RECORDS SUPPLIED:
* START *

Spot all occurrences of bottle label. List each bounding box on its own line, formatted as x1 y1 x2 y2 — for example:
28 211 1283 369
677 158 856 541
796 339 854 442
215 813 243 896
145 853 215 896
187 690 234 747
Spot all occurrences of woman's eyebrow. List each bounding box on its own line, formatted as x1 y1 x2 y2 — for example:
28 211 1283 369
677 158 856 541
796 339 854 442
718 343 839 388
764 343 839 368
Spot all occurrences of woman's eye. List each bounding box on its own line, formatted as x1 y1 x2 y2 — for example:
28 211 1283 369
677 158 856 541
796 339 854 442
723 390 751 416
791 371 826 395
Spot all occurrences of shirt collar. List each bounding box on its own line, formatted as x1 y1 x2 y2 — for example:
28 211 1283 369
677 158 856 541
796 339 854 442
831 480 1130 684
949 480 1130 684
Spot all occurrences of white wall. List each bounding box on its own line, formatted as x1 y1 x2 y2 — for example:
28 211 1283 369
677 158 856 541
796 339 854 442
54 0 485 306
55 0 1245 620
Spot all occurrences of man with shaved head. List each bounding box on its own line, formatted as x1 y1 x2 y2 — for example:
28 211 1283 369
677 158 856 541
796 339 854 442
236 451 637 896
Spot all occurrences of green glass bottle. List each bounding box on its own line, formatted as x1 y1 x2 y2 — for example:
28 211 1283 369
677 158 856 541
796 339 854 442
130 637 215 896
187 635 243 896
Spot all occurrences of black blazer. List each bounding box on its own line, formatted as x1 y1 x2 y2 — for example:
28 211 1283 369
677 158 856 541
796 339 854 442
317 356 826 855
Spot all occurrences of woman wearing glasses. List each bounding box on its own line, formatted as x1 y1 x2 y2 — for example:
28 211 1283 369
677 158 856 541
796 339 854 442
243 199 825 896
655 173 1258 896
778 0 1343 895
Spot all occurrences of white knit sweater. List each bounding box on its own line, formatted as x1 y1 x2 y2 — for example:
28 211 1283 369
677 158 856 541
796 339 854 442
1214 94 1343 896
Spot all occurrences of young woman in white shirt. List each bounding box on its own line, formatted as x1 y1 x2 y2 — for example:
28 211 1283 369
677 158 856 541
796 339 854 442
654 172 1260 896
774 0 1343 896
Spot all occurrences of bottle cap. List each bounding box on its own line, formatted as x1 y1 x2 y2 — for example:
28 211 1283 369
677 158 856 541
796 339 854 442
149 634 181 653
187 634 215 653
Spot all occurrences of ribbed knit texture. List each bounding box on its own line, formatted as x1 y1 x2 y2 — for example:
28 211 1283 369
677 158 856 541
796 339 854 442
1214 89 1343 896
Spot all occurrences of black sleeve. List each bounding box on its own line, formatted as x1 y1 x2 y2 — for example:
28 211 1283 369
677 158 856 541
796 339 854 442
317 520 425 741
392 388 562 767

* END *

Reproduce the part of the records that opens with the line containing "Spot all occurrences of woman's eye." and closes with the line containing "236 451 637 896", substituting "gray wall" for "white wall" and leaving everything else unchanged.

OUTPUT FOR THIS EXERCISE:
Spot all occurrences of woman's eye. List each bounding box on its own line, formatted as x1 y1 x2 y2 — for example:
28 211 1283 369
677 158 856 541
796 339 854 442
723 390 751 416
791 371 826 395
Spot all occurrences of shirt collar. List each bounding box on its own line, formatted as x1 y1 x2 y2 — for example:
28 211 1283 369
677 158 856 541
796 339 854 442
831 480 1130 684
949 480 1130 684
Spot all occurrences of gray wall. List each bounding box on its own line, formatted as x1 y1 x2 y2 — for example:
28 211 1283 369
677 158 856 541
796 339 854 442
54 0 485 306
55 0 1245 620
Spot all occurrences of man with shaved head. List each bounding box on its own line, formatted as x1 y1 x2 y2 — for example:
28 211 1283 369
677 158 856 541
796 339 854 442
236 451 637 896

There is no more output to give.